## 問題
以下のデータのうち、語「truck」を含む行をすべて書き写して示してください。
• • • •
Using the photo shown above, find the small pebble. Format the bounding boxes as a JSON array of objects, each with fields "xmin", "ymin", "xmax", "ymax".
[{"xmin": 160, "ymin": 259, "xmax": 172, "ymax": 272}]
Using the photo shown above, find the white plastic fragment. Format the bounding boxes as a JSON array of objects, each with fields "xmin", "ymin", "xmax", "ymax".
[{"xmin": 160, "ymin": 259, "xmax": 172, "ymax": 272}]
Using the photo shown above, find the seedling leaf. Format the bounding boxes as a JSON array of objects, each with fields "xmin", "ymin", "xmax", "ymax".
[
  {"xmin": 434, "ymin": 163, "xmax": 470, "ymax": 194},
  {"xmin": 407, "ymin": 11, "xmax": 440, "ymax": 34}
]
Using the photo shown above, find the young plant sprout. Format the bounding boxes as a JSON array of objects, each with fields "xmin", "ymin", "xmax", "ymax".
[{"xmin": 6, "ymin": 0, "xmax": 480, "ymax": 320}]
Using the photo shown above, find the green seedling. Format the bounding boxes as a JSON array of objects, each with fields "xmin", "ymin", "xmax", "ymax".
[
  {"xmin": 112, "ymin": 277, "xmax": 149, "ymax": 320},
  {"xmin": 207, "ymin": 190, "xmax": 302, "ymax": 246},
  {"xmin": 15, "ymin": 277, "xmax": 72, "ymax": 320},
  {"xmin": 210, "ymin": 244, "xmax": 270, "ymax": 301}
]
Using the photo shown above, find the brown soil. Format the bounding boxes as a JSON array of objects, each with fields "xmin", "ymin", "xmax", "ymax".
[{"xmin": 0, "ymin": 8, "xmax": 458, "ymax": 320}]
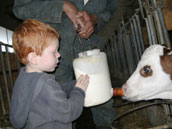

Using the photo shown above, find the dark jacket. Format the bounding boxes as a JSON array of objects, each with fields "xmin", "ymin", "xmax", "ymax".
[{"xmin": 13, "ymin": 0, "xmax": 117, "ymax": 66}]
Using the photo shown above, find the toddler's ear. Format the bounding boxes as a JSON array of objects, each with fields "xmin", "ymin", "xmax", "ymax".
[{"xmin": 27, "ymin": 52, "xmax": 38, "ymax": 65}]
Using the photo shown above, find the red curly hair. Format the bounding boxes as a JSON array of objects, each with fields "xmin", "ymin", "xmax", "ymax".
[{"xmin": 13, "ymin": 19, "xmax": 60, "ymax": 65}]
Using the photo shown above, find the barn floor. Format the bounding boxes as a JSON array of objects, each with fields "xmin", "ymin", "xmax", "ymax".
[{"xmin": 76, "ymin": 97, "xmax": 151, "ymax": 129}]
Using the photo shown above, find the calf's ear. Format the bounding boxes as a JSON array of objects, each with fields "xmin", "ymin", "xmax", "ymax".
[{"xmin": 160, "ymin": 48, "xmax": 172, "ymax": 80}]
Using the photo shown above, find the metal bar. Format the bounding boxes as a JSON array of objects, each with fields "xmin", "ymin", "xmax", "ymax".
[
  {"xmin": 130, "ymin": 21, "xmax": 139, "ymax": 63},
  {"xmin": 135, "ymin": 14, "xmax": 145, "ymax": 54},
  {"xmin": 5, "ymin": 46, "xmax": 13, "ymax": 88},
  {"xmin": 144, "ymin": 0, "xmax": 157, "ymax": 44},
  {"xmin": 125, "ymin": 30, "xmax": 136, "ymax": 76},
  {"xmin": 0, "ymin": 44, "xmax": 10, "ymax": 106},
  {"xmin": 0, "ymin": 80, "xmax": 6, "ymax": 115},
  {"xmin": 132, "ymin": 17, "xmax": 142, "ymax": 59}
]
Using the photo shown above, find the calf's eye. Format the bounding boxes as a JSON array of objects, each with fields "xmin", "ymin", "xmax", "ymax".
[{"xmin": 143, "ymin": 67, "xmax": 151, "ymax": 73}]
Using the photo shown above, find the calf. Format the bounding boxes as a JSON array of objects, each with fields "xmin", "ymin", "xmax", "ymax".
[{"xmin": 122, "ymin": 45, "xmax": 172, "ymax": 101}]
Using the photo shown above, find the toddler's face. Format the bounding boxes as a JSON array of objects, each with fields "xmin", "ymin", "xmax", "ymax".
[{"xmin": 38, "ymin": 39, "xmax": 60, "ymax": 72}]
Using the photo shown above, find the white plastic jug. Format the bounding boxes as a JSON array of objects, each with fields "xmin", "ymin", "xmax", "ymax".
[{"xmin": 73, "ymin": 49, "xmax": 113, "ymax": 107}]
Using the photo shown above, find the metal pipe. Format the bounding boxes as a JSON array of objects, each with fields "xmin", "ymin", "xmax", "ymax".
[{"xmin": 0, "ymin": 44, "xmax": 10, "ymax": 106}]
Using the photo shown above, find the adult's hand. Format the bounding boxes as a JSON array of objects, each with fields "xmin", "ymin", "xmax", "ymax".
[
  {"xmin": 76, "ymin": 11, "xmax": 97, "ymax": 39},
  {"xmin": 63, "ymin": 1, "xmax": 86, "ymax": 30}
]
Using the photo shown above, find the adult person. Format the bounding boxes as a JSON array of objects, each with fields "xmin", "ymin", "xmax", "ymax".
[
  {"xmin": 13, "ymin": 0, "xmax": 117, "ymax": 126},
  {"xmin": 10, "ymin": 19, "xmax": 89, "ymax": 129}
]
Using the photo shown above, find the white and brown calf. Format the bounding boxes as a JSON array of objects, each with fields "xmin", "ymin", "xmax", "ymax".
[{"xmin": 122, "ymin": 45, "xmax": 172, "ymax": 101}]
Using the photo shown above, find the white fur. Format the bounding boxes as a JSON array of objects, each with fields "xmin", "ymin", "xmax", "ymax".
[{"xmin": 122, "ymin": 45, "xmax": 172, "ymax": 101}]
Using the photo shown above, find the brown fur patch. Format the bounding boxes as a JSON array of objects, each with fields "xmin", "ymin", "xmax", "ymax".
[
  {"xmin": 160, "ymin": 48, "xmax": 172, "ymax": 80},
  {"xmin": 140, "ymin": 65, "xmax": 153, "ymax": 78}
]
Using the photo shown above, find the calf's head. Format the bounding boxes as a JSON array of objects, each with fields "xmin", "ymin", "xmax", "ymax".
[{"xmin": 122, "ymin": 45, "xmax": 172, "ymax": 101}]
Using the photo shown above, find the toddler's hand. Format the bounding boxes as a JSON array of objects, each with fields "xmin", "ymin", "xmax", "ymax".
[{"xmin": 75, "ymin": 75, "xmax": 89, "ymax": 91}]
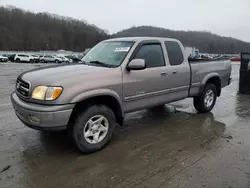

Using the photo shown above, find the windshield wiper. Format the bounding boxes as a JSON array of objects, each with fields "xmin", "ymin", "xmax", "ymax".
[{"xmin": 89, "ymin": 61, "xmax": 115, "ymax": 67}]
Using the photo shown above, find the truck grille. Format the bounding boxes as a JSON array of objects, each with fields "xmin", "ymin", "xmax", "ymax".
[{"xmin": 16, "ymin": 78, "xmax": 30, "ymax": 98}]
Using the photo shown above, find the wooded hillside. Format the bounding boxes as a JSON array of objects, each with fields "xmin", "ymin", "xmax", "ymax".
[
  {"xmin": 112, "ymin": 26, "xmax": 250, "ymax": 53},
  {"xmin": 0, "ymin": 7, "xmax": 250, "ymax": 53}
]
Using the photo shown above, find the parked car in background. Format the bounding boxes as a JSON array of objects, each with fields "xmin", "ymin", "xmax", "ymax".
[
  {"xmin": 9, "ymin": 54, "xmax": 16, "ymax": 62},
  {"xmin": 0, "ymin": 55, "xmax": 9, "ymax": 62},
  {"xmin": 31, "ymin": 55, "xmax": 40, "ymax": 63},
  {"xmin": 14, "ymin": 54, "xmax": 34, "ymax": 63},
  {"xmin": 11, "ymin": 37, "xmax": 232, "ymax": 153},
  {"xmin": 40, "ymin": 55, "xmax": 63, "ymax": 63},
  {"xmin": 56, "ymin": 55, "xmax": 73, "ymax": 63}
]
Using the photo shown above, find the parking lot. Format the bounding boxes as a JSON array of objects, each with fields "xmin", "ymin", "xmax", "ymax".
[{"xmin": 0, "ymin": 63, "xmax": 250, "ymax": 188}]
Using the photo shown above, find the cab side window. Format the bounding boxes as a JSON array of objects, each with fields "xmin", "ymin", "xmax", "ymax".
[
  {"xmin": 165, "ymin": 41, "xmax": 184, "ymax": 66},
  {"xmin": 134, "ymin": 44, "xmax": 165, "ymax": 68}
]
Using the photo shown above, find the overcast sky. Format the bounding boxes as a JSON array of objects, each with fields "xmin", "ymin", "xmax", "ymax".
[{"xmin": 0, "ymin": 0, "xmax": 250, "ymax": 42}]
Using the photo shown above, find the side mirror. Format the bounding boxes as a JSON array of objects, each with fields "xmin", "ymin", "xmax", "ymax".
[{"xmin": 127, "ymin": 59, "xmax": 146, "ymax": 71}]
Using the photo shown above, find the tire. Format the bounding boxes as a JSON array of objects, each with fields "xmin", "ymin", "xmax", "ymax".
[
  {"xmin": 193, "ymin": 83, "xmax": 217, "ymax": 113},
  {"xmin": 71, "ymin": 105, "xmax": 116, "ymax": 153}
]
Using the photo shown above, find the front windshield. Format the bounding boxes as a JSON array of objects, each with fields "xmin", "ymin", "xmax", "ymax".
[{"xmin": 82, "ymin": 41, "xmax": 134, "ymax": 67}]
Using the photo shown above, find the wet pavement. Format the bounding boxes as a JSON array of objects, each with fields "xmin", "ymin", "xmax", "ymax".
[{"xmin": 0, "ymin": 63, "xmax": 250, "ymax": 188}]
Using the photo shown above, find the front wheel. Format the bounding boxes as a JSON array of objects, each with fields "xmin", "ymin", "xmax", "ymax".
[
  {"xmin": 194, "ymin": 83, "xmax": 217, "ymax": 113},
  {"xmin": 71, "ymin": 105, "xmax": 116, "ymax": 153}
]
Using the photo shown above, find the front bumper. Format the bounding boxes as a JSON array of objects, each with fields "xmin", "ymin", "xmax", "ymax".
[{"xmin": 11, "ymin": 92, "xmax": 75, "ymax": 130}]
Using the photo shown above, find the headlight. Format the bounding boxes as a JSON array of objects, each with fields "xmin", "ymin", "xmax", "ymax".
[{"xmin": 32, "ymin": 86, "xmax": 63, "ymax": 101}]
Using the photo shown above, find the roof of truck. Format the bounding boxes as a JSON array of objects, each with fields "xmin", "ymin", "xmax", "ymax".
[{"xmin": 105, "ymin": 37, "xmax": 179, "ymax": 42}]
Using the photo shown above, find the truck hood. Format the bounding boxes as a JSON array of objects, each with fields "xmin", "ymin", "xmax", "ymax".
[{"xmin": 20, "ymin": 64, "xmax": 109, "ymax": 85}]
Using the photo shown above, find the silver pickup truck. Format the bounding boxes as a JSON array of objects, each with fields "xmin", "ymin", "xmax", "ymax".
[{"xmin": 11, "ymin": 37, "xmax": 231, "ymax": 153}]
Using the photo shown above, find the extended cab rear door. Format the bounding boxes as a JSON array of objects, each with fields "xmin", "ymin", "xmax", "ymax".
[{"xmin": 123, "ymin": 40, "xmax": 171, "ymax": 112}]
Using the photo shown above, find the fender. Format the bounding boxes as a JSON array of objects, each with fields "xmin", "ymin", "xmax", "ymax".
[{"xmin": 70, "ymin": 89, "xmax": 124, "ymax": 116}]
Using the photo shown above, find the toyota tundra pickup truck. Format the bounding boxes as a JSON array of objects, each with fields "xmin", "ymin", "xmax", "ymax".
[{"xmin": 11, "ymin": 37, "xmax": 231, "ymax": 153}]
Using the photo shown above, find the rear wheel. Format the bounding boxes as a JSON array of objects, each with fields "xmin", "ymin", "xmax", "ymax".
[
  {"xmin": 71, "ymin": 105, "xmax": 116, "ymax": 153},
  {"xmin": 194, "ymin": 83, "xmax": 217, "ymax": 113}
]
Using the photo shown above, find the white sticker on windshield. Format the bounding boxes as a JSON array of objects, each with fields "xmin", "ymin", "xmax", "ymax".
[{"xmin": 115, "ymin": 47, "xmax": 130, "ymax": 52}]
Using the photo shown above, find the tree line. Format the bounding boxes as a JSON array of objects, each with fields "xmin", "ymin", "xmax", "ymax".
[
  {"xmin": 113, "ymin": 26, "xmax": 250, "ymax": 54},
  {"xmin": 0, "ymin": 7, "xmax": 250, "ymax": 53},
  {"xmin": 0, "ymin": 7, "xmax": 108, "ymax": 52}
]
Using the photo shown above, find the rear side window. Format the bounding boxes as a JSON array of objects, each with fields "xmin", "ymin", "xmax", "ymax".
[
  {"xmin": 165, "ymin": 41, "xmax": 184, "ymax": 66},
  {"xmin": 134, "ymin": 44, "xmax": 165, "ymax": 68}
]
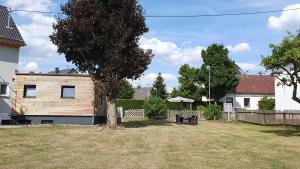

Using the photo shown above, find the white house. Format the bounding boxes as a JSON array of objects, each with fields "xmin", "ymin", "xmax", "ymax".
[
  {"xmin": 220, "ymin": 75, "xmax": 275, "ymax": 110},
  {"xmin": 275, "ymin": 79, "xmax": 300, "ymax": 111},
  {"xmin": 0, "ymin": 5, "xmax": 25, "ymax": 122}
]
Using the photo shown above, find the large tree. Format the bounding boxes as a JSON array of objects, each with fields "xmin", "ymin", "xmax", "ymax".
[
  {"xmin": 201, "ymin": 44, "xmax": 239, "ymax": 102},
  {"xmin": 151, "ymin": 73, "xmax": 168, "ymax": 99},
  {"xmin": 171, "ymin": 64, "xmax": 203, "ymax": 101},
  {"xmin": 261, "ymin": 31, "xmax": 300, "ymax": 103},
  {"xmin": 117, "ymin": 79, "xmax": 134, "ymax": 99},
  {"xmin": 50, "ymin": 0, "xmax": 153, "ymax": 128}
]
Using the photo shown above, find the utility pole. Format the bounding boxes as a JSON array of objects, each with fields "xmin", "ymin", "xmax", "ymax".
[{"xmin": 206, "ymin": 65, "xmax": 211, "ymax": 107}]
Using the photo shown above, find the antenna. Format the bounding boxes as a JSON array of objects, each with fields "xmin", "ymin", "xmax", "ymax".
[{"xmin": 6, "ymin": 7, "xmax": 12, "ymax": 29}]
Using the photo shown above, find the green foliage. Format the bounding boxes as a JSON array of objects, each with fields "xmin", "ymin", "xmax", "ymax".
[
  {"xmin": 116, "ymin": 99, "xmax": 145, "ymax": 110},
  {"xmin": 203, "ymin": 105, "xmax": 222, "ymax": 120},
  {"xmin": 50, "ymin": 0, "xmax": 153, "ymax": 101},
  {"xmin": 258, "ymin": 97, "xmax": 275, "ymax": 110},
  {"xmin": 200, "ymin": 44, "xmax": 239, "ymax": 101},
  {"xmin": 144, "ymin": 97, "xmax": 168, "ymax": 120},
  {"xmin": 151, "ymin": 73, "xmax": 168, "ymax": 99},
  {"xmin": 171, "ymin": 64, "xmax": 203, "ymax": 101},
  {"xmin": 261, "ymin": 31, "xmax": 300, "ymax": 103},
  {"xmin": 117, "ymin": 80, "xmax": 134, "ymax": 99}
]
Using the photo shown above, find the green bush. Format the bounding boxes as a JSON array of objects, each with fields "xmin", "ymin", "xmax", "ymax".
[
  {"xmin": 258, "ymin": 97, "xmax": 275, "ymax": 110},
  {"xmin": 116, "ymin": 99, "xmax": 145, "ymax": 110},
  {"xmin": 203, "ymin": 105, "xmax": 222, "ymax": 120},
  {"xmin": 144, "ymin": 97, "xmax": 168, "ymax": 120},
  {"xmin": 166, "ymin": 102, "xmax": 187, "ymax": 110}
]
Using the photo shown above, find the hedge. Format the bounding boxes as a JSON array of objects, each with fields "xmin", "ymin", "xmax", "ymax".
[{"xmin": 116, "ymin": 99, "xmax": 189, "ymax": 110}]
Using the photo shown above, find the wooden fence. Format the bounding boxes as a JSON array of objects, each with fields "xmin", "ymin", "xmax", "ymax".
[
  {"xmin": 118, "ymin": 109, "xmax": 235, "ymax": 120},
  {"xmin": 236, "ymin": 111, "xmax": 300, "ymax": 126}
]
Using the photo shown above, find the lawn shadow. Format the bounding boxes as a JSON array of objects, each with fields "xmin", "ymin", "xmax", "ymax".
[
  {"xmin": 261, "ymin": 127, "xmax": 300, "ymax": 137},
  {"xmin": 121, "ymin": 120, "xmax": 175, "ymax": 128}
]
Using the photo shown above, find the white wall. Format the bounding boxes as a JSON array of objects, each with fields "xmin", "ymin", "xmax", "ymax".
[
  {"xmin": 275, "ymin": 79, "xmax": 300, "ymax": 111},
  {"xmin": 0, "ymin": 45, "xmax": 19, "ymax": 119},
  {"xmin": 220, "ymin": 93, "xmax": 274, "ymax": 110}
]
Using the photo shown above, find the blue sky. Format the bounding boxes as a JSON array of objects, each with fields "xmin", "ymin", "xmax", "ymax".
[{"xmin": 0, "ymin": 0, "xmax": 300, "ymax": 89}]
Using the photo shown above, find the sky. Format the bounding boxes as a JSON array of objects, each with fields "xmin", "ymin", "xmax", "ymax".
[{"xmin": 0, "ymin": 0, "xmax": 300, "ymax": 91}]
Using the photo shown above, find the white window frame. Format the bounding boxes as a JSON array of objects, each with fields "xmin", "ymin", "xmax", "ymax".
[{"xmin": 0, "ymin": 82, "xmax": 9, "ymax": 97}]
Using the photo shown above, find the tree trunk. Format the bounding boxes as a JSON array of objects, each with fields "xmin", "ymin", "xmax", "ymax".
[
  {"xmin": 107, "ymin": 99, "xmax": 117, "ymax": 129},
  {"xmin": 292, "ymin": 83, "xmax": 300, "ymax": 103}
]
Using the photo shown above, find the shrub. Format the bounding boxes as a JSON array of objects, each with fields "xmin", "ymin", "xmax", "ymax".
[
  {"xmin": 258, "ymin": 97, "xmax": 275, "ymax": 110},
  {"xmin": 144, "ymin": 97, "xmax": 168, "ymax": 120},
  {"xmin": 166, "ymin": 102, "xmax": 188, "ymax": 110},
  {"xmin": 203, "ymin": 105, "xmax": 222, "ymax": 120}
]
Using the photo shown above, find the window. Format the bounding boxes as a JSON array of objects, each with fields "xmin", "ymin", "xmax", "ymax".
[
  {"xmin": 244, "ymin": 98, "xmax": 250, "ymax": 107},
  {"xmin": 23, "ymin": 85, "xmax": 36, "ymax": 98},
  {"xmin": 61, "ymin": 86, "xmax": 75, "ymax": 98},
  {"xmin": 0, "ymin": 83, "xmax": 8, "ymax": 96}
]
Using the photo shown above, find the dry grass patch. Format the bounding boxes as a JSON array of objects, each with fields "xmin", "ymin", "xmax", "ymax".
[{"xmin": 0, "ymin": 121, "xmax": 300, "ymax": 169}]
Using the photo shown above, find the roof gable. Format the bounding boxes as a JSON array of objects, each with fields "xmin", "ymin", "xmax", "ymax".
[
  {"xmin": 0, "ymin": 5, "xmax": 25, "ymax": 47},
  {"xmin": 235, "ymin": 75, "xmax": 275, "ymax": 95}
]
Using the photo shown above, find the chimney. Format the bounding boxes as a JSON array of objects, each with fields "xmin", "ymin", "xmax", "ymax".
[{"xmin": 55, "ymin": 67, "xmax": 59, "ymax": 73}]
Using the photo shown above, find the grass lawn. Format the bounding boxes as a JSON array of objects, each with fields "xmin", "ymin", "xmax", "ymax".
[{"xmin": 0, "ymin": 121, "xmax": 300, "ymax": 169}]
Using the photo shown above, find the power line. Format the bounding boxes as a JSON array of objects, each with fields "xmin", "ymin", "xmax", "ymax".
[{"xmin": 10, "ymin": 8, "xmax": 300, "ymax": 18}]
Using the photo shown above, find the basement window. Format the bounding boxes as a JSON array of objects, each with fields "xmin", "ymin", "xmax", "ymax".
[
  {"xmin": 23, "ymin": 85, "xmax": 36, "ymax": 98},
  {"xmin": 244, "ymin": 98, "xmax": 250, "ymax": 108},
  {"xmin": 61, "ymin": 86, "xmax": 75, "ymax": 99},
  {"xmin": 0, "ymin": 83, "xmax": 8, "ymax": 96}
]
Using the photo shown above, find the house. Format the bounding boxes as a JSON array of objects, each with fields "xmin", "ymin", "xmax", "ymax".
[
  {"xmin": 0, "ymin": 5, "xmax": 25, "ymax": 123},
  {"xmin": 220, "ymin": 75, "xmax": 275, "ymax": 110},
  {"xmin": 132, "ymin": 86, "xmax": 152, "ymax": 100},
  {"xmin": 275, "ymin": 79, "xmax": 300, "ymax": 112},
  {"xmin": 12, "ymin": 73, "xmax": 105, "ymax": 125}
]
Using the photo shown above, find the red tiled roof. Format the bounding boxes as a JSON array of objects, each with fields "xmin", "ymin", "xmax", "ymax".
[{"xmin": 235, "ymin": 75, "xmax": 275, "ymax": 95}]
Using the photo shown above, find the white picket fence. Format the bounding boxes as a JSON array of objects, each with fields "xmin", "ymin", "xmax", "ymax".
[{"xmin": 118, "ymin": 109, "xmax": 235, "ymax": 120}]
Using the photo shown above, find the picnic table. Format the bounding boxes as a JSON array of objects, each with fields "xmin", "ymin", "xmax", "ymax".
[{"xmin": 176, "ymin": 114, "xmax": 198, "ymax": 125}]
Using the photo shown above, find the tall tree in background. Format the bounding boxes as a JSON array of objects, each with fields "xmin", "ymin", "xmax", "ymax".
[
  {"xmin": 151, "ymin": 73, "xmax": 168, "ymax": 99},
  {"xmin": 171, "ymin": 64, "xmax": 203, "ymax": 101},
  {"xmin": 50, "ymin": 0, "xmax": 153, "ymax": 128},
  {"xmin": 261, "ymin": 31, "xmax": 300, "ymax": 103},
  {"xmin": 117, "ymin": 79, "xmax": 134, "ymax": 99},
  {"xmin": 200, "ymin": 44, "xmax": 239, "ymax": 102}
]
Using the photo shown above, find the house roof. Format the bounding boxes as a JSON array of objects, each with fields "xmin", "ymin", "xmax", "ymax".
[
  {"xmin": 0, "ymin": 5, "xmax": 25, "ymax": 47},
  {"xmin": 48, "ymin": 68, "xmax": 78, "ymax": 74},
  {"xmin": 235, "ymin": 75, "xmax": 275, "ymax": 95}
]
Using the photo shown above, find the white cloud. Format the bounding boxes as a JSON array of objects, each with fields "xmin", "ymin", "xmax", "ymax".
[
  {"xmin": 25, "ymin": 62, "xmax": 39, "ymax": 72},
  {"xmin": 140, "ymin": 38, "xmax": 204, "ymax": 66},
  {"xmin": 5, "ymin": 0, "xmax": 60, "ymax": 70},
  {"xmin": 132, "ymin": 73, "xmax": 178, "ymax": 91},
  {"xmin": 237, "ymin": 63, "xmax": 258, "ymax": 71},
  {"xmin": 5, "ymin": 0, "xmax": 52, "ymax": 14},
  {"xmin": 268, "ymin": 4, "xmax": 300, "ymax": 31},
  {"xmin": 226, "ymin": 42, "xmax": 251, "ymax": 53}
]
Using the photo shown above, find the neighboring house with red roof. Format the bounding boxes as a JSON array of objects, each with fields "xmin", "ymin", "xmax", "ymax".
[
  {"xmin": 275, "ymin": 79, "xmax": 300, "ymax": 112},
  {"xmin": 220, "ymin": 75, "xmax": 275, "ymax": 110},
  {"xmin": 0, "ymin": 5, "xmax": 25, "ymax": 122}
]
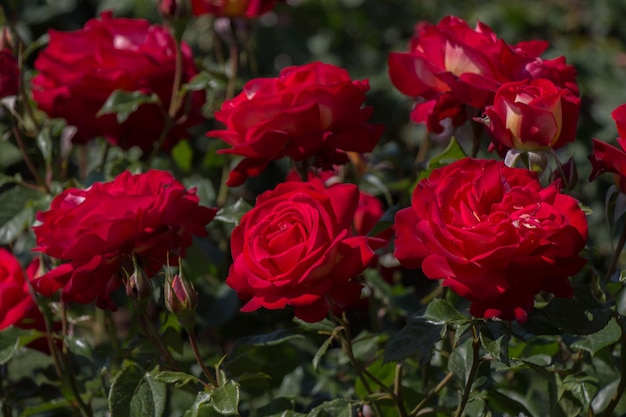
• • • •
## 問題の解答
Using the photo shown above, find the truck grille. Format the bounding boxes as a JSON array of objects, each with fields "xmin", "ymin", "xmax", "ymax".
Using the photo shown above, find the roof of truck. Format the bounding boxes as a JSON array of objects, each with fields "xmin", "ymin", "xmax", "ymax".
Using the photo shown above, find the truck hood. Format the bounding boxes as a JSON array of objects, each with fields "xmin", "ymin", "xmax", "ymax".
Using the photo shown above, find the silver pickup truck. Format the bounding boxes as a JSON array of objects, each with fields "xmin", "ymin", "xmax", "ymax".
Using the photo shown above, find the toyota tundra pickup truck. Format the bounding boxes as a JSON array of objects, each with fields "xmin", "ymin", "xmax", "ymax".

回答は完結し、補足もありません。